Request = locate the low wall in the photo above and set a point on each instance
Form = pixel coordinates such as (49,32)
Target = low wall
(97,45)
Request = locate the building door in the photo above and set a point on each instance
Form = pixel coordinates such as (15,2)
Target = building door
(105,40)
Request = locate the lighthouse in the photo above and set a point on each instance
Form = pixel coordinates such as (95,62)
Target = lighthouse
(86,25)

**TASK PROMPT**
Arrange the lines of all the records above as a numbered list, omitting any blank lines.

**RIGHT ANSWER**
1. Request = locate the low wall in the photo above and set a point on each instance
2. Form = pixel coordinates such as (49,32)
3. Target = low wall
4. (97,45)
5. Request = locate the building door in the photo above and set a point on each instance
6. Form = pixel coordinates such as (15,2)
7. Target = building door
8. (105,40)
9. Request = locate the lighthouse in the photo above and set a point on each instance
10. Form = pixel coordinates such as (95,62)
11. Target = lighthouse
12. (86,25)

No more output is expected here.